- **Input for this task**
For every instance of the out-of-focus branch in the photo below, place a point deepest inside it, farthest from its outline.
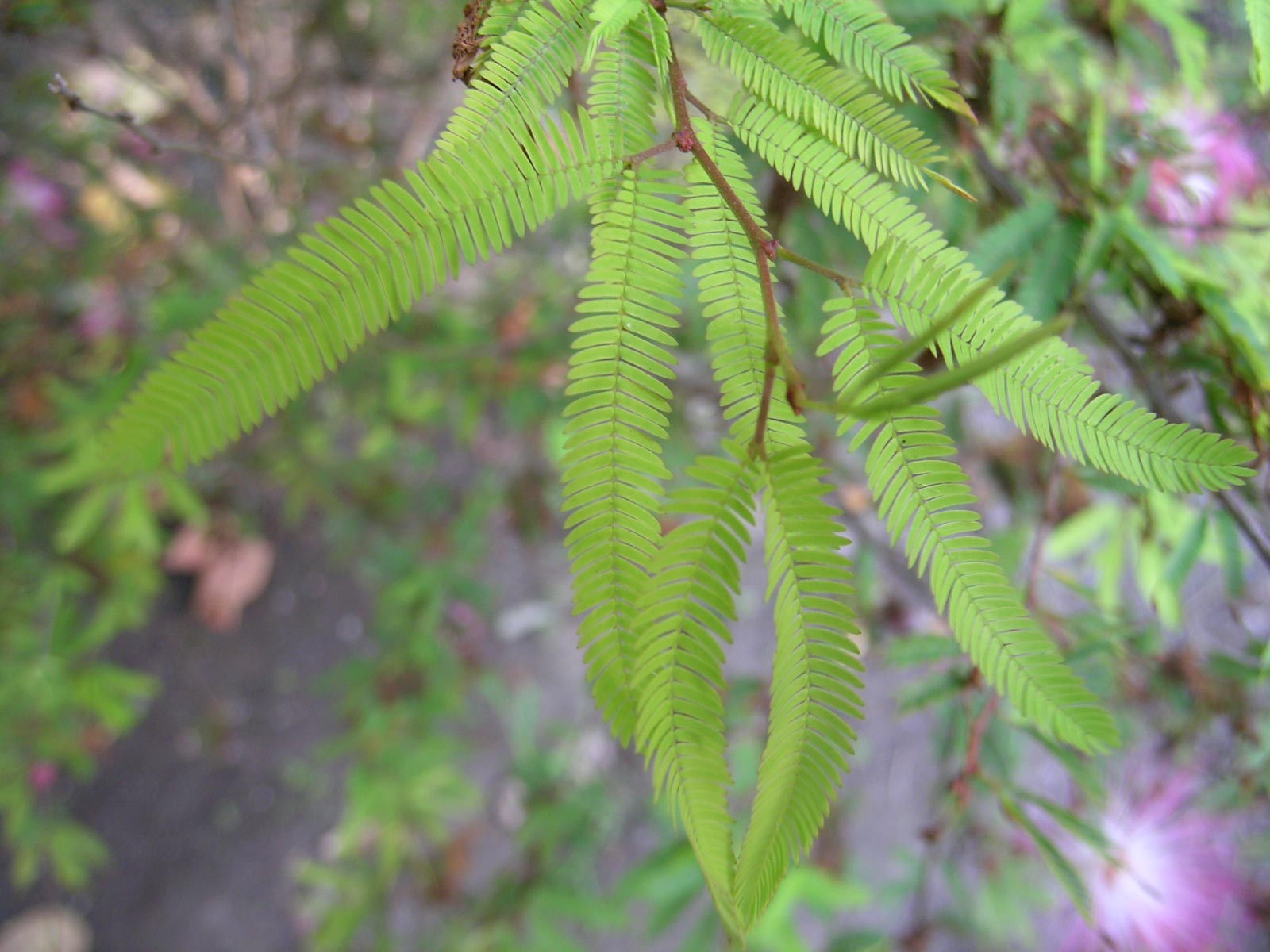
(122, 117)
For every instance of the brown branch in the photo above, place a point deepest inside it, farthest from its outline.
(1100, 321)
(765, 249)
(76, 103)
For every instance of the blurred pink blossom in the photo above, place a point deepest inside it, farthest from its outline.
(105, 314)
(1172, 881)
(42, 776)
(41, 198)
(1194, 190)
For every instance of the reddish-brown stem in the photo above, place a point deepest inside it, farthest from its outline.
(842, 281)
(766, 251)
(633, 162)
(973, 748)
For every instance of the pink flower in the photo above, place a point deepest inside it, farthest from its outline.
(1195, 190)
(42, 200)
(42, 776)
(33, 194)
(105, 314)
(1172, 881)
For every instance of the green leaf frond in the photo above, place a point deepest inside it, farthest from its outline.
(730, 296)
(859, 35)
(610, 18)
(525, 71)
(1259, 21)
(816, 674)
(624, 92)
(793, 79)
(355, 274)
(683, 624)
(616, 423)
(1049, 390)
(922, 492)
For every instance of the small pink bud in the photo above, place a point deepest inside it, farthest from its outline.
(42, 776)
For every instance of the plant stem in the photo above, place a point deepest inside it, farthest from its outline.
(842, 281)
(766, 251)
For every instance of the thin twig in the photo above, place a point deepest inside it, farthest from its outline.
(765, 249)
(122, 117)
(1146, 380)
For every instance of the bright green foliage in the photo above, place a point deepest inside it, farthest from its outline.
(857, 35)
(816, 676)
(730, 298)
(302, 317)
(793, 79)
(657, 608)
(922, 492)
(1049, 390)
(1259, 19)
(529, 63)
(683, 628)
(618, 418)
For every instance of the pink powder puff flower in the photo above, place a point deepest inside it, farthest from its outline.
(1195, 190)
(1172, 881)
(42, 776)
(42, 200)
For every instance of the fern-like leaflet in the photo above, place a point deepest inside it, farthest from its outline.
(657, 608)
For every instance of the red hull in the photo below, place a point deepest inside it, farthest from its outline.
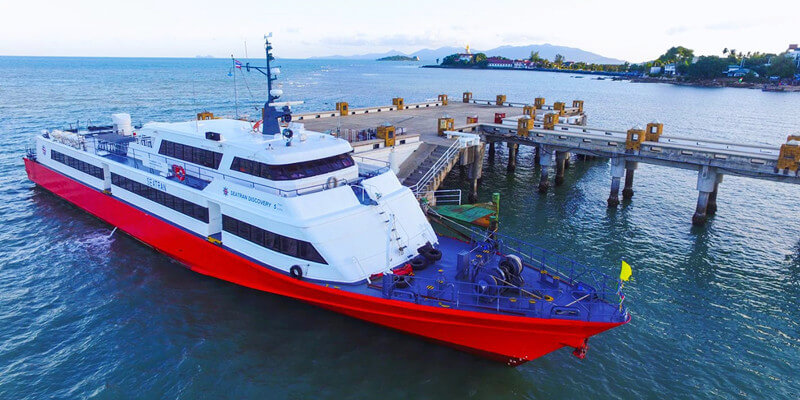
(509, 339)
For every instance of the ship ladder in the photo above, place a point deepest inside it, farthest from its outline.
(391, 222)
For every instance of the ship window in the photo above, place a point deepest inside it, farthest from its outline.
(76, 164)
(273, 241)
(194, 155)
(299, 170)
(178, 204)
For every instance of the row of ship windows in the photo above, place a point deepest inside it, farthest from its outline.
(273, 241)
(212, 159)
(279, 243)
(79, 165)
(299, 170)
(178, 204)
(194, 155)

- **Task**
Beginning with the line that has "For every instance of the bright", repeat each remaining line of the data above word for word, keeping pictures out.

- **Task result**
For every instance of the bright green foliage in the photo above, place a point deepest inside it, farthest from its outline.
(857, 35)
(816, 676)
(730, 298)
(302, 317)
(793, 79)
(657, 608)
(922, 492)
(1049, 390)
(1259, 19)
(529, 63)
(683, 628)
(618, 418)
For every instance of the pink powder puff flower in the photo above, place a point deepest inside it, farthest from its outline.
(1195, 190)
(1172, 881)
(42, 776)
(42, 200)
For every instance of the fern-like leaflet in the photo above, place a point deepest inside it, farthest from its outline.
(657, 608)
For every instance of the red hull in the photo below, place a point deepest inside it, farthest from its outline.
(509, 339)
For every instance of the ship ladder in the photo above, place a point deepest inside it, farthest from its outline.
(391, 222)
For every instance of the ship window in the photo above, place a point deepest inside it, farthest from its outline.
(76, 164)
(273, 241)
(194, 155)
(299, 170)
(178, 204)
For every instance of the row of ship windows in the photo above, place a point deepest inside it, farthest from its outline.
(273, 241)
(212, 159)
(279, 243)
(79, 165)
(299, 170)
(178, 204)
(194, 155)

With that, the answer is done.